(TAREFAS A REALIZAR):
A) Segundo o texto fornecido, em que ano foi inaugurada a sede do grémio pluriconcelhio de Abrantes?
B) Prossiga o texto sobre os capítulos dedicados ao Banco Nacional Ultramarino, à Diamang e aos grémios da lavoura, a partir da última frase apresentada.

(TEXTO FORNECIDO):

-------

Transpondo tais fundamentos para as então províncias ultramarinas surgem dois trabalhos. O primeiro é o de Elisário Miranda - “Monumentalidade, internacionalismo e pluralidade: o Banco Nacional Ultramarino em Moçambique” (pp. 97-125) - onde é feito o levantamento dos empreendimentos efetuados por este banco no território moçambicano. O texto demonstra a preponderância de alguns arquitetos, muito influenciados pelo Movimento Moderno Internacional e pelo conceito de Gesamtkunstwerk (obra de arte total), provando o carácter plural em que a expressão material do pensamento arquitetónico se concebeu. Ainda sobre o espaço africano, mas com outro tema, Márcia C. F. Oliveira apresenta “Documentando politicamente a missão civilizadora imperial: o arquivo fotográfico da Companhia Diamang” (pp. 126-148). Através do tratamento arquivístico feito pela autora, é possível assinalar que esta companhia diamantífera documentou exaustivamente a sua atividade, nomeadamente no campo das infraestruturas. Como fundamentação para tal ocorrência, surge a noção da fotografia como veículo de autorrepresentação da Diamang e, tal como a atuação do Banco Nacional Ultramarino, como sustentáculo no esforço de modernização colonial empreendido, retórica muito útil em tempos de contestação interna e externa à presença portuguesa em África.

Da autoria de Natália Pereira, o capítulo “Corporativização do espaço rural: a esfera de ação dos grémios da lavoura no edificado corporativo” (pp. 164-178) analisa este tipo de organismos como plataforma comunicacional entre o poder central e os poderes locais, usando a sede do grémio pluriconcelhio de Abrantes, inaugurada em 1961, como exemplo da interlocução entre a ideia de poder e a sua realização prática. Refira-se que teria sido interessante a inclusão de um artigo que fizesse a análise do edificado legado por outros organismos corporativos - como por exemplo, os organismos de coordenação económica que pontilharam o país com diversos edifícios, desde os armazéns da Junta Nacional das Frutas aos silos da Federação Nacional dos Produtores de Trigo. Impactos na paisagem, perceção das comunidades locais e influência na estruturação do espaço envolvente poderão ser algumas pistas de investigação futura sobre esta questão, sem olvidar a estética que lhes está associada.

-------

(REGISTOS):
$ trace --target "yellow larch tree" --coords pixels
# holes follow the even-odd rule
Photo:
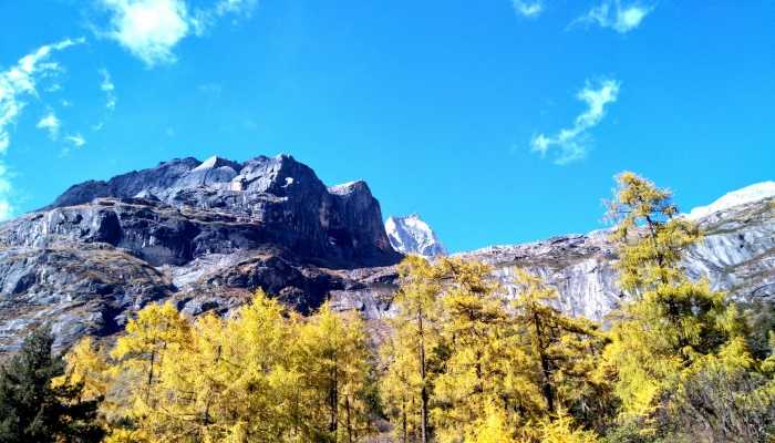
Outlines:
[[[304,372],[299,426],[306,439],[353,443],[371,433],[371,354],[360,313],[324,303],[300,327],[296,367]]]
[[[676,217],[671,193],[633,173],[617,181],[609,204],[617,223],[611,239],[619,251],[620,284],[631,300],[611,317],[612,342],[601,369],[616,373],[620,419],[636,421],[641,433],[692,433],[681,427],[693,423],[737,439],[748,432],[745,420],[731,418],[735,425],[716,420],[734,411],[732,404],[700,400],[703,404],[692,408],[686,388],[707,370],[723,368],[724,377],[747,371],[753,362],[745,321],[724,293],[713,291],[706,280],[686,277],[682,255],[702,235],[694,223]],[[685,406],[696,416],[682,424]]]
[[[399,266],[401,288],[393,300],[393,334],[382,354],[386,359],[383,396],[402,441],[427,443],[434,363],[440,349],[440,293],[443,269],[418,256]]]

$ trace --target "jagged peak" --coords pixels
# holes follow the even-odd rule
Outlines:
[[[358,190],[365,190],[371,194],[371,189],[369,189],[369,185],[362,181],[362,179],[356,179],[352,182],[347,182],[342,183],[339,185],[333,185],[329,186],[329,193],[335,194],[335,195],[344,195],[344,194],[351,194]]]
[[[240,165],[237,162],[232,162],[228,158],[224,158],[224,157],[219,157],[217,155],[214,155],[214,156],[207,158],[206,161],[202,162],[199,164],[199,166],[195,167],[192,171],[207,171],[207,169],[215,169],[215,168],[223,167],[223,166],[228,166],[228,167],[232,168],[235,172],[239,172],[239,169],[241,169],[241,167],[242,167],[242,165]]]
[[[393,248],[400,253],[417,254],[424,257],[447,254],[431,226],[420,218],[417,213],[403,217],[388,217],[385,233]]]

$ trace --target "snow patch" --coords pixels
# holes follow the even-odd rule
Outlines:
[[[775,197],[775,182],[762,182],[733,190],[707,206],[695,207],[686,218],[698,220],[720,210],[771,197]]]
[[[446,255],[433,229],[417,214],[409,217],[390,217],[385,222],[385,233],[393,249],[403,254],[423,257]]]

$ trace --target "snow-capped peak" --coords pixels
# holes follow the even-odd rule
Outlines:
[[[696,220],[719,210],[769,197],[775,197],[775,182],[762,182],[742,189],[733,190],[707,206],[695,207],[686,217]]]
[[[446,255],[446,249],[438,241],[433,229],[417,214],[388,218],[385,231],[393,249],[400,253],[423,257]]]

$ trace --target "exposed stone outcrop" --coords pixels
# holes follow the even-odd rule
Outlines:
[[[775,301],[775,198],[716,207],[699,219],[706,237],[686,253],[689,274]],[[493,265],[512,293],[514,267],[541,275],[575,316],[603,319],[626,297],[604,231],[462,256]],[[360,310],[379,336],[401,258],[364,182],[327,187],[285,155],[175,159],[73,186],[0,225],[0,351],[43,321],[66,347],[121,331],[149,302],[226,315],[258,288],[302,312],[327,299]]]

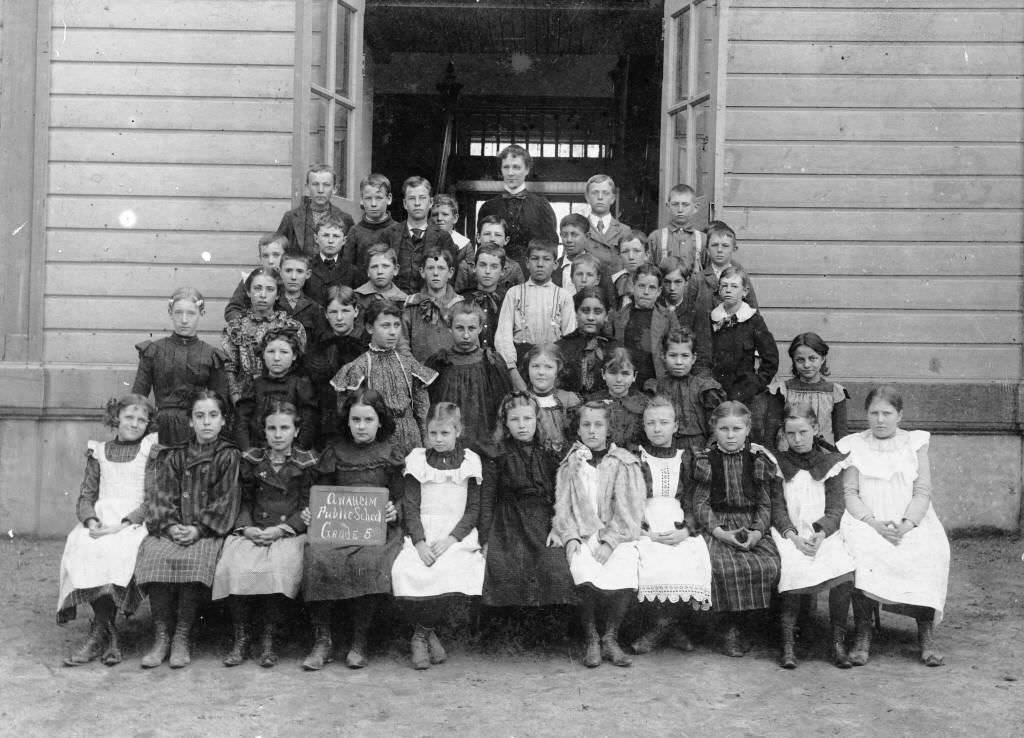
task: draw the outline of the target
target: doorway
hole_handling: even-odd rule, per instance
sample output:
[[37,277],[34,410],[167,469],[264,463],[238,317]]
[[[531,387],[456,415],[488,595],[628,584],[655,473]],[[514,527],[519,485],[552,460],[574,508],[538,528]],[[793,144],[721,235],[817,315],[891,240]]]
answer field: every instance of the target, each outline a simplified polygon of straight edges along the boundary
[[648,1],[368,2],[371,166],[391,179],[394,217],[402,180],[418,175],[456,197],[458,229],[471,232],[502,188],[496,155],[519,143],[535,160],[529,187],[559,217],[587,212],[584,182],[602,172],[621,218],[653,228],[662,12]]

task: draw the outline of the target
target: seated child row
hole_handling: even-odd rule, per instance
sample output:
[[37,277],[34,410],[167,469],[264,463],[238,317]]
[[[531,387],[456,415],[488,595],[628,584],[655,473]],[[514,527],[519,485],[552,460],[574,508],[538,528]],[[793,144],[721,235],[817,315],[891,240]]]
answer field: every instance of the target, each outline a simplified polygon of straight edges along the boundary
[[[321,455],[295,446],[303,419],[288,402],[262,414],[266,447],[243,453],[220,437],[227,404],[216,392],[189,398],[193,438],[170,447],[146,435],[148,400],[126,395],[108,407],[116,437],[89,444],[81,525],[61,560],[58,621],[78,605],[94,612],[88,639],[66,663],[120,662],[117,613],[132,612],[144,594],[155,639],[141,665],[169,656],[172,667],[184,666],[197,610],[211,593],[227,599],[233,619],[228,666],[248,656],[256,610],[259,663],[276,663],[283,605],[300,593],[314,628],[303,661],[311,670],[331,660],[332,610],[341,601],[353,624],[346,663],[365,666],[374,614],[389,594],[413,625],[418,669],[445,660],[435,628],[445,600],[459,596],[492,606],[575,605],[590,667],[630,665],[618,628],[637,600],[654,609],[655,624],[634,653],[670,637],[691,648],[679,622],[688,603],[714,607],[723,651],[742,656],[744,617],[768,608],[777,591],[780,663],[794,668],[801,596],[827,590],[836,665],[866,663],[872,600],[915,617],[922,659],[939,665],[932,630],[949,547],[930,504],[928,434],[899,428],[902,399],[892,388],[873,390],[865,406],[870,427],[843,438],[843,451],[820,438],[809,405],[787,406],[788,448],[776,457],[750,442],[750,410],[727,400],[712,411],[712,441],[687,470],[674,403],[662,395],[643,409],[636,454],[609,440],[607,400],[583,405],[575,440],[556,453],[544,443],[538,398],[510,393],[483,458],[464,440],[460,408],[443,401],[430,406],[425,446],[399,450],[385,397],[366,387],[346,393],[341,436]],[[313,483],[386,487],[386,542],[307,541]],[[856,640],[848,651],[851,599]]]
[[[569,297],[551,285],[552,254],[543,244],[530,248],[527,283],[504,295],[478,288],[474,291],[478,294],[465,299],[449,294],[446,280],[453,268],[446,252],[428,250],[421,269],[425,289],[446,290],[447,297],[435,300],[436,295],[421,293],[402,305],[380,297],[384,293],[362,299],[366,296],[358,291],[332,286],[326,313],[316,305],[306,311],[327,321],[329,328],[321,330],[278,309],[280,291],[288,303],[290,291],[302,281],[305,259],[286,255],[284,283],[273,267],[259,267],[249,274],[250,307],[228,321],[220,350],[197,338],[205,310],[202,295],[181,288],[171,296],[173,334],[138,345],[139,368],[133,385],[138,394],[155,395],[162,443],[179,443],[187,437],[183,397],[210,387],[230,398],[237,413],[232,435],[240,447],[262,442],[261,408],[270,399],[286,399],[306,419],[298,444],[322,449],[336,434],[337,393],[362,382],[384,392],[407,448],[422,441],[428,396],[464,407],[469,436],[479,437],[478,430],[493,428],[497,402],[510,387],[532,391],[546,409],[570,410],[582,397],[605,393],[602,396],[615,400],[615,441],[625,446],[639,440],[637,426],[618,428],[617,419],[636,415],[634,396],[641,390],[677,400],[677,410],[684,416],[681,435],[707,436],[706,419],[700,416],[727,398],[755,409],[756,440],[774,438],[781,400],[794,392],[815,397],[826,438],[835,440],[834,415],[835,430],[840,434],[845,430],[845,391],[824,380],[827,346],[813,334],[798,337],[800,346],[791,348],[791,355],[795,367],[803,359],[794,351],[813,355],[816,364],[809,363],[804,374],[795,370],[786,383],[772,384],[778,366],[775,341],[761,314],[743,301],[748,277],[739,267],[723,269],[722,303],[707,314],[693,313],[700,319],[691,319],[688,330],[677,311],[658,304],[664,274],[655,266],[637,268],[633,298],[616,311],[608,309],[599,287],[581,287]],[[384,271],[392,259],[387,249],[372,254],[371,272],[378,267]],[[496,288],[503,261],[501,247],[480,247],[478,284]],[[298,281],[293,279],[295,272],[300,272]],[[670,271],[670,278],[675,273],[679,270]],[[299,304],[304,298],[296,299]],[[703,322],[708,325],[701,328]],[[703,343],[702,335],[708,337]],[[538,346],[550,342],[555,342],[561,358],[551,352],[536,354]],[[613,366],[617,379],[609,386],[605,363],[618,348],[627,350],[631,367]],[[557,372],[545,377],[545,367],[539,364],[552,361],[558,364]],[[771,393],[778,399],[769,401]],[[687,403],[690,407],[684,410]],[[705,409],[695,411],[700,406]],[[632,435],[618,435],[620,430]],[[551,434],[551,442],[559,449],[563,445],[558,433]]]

-------

(TAREFAS RESOLVIDAS):
A) Em 1961.

B)
As conexões internacionais são alvo da atenção do artigo “Portugal’s Urban Design under the Estado Novo: Foreign Influences Before and After the Second World War” (pp. 179-186), de Christian von Oppen. O autor refere que o design urbano foi uma das manifestações do poder político, com um notório ascendente do regime nazi sobre Portugal, algo que após 1945 se mostrou como um atavismo, permanecendo a resposta oficial arreigada a uma estética conservadora, contrariamente às propostas defendidas no I Congresso Nacional de Arquitectura (1948), no qual os arquitetos apresentariam um ideário mais permeável a influências modernas, existindo, assim, uma clara necessidade de adaptação.

Ainda no campo internacional, encontramos o último capítulo da obra, assinado por Antonio S. Río Vásquez - “Arquitectura y Estado en España, 1950-1975: de la autarquia à la transición” (pp. 187-206) - no qual se analisa arquitetura e história no contexto do franquismo, nomeadamente a forma como num período de crescimento económico se verificou, na arquitetura espanhola, “a recuperação da modernidade de um modo crítico e reflexivo” (p. 187; tradução do autor). A inclusão deste texto no livro parte da intenção dos editores em perceber o “binómio poder e arquitetura no país vizinho” (p. 9).

Além do que já foi escrutinado, algumas considerações adicionais podem ser feitas. O uso da iconografia (plantas, desenhos e fotografias) torna-se um importante auxiliador ao longo das páginas, constituindo um suporte para as reflexões tecidas pelos autores, destacando-se o conjunto de imagens patentes no final da Introdução (pp. 11-24), servindo como guia inicial dos temas versados e tornando-os mais tangíveis para o leitor. Sobre o espaço ultramarino, esta coletânea ganharia em profundidade se existisse estudos sobre Macau, Timor-Leste e a Índia, compreendendo a inserção destes territórios na reprodução da imagética e consolidação da presença política portuguesa. Terá havido investimento significativo de obras públicas nestas províncias? Haveria sensibilidade artística face aos elementos da cultura local? Estas são algumas questões em aberto para futuras abordagens.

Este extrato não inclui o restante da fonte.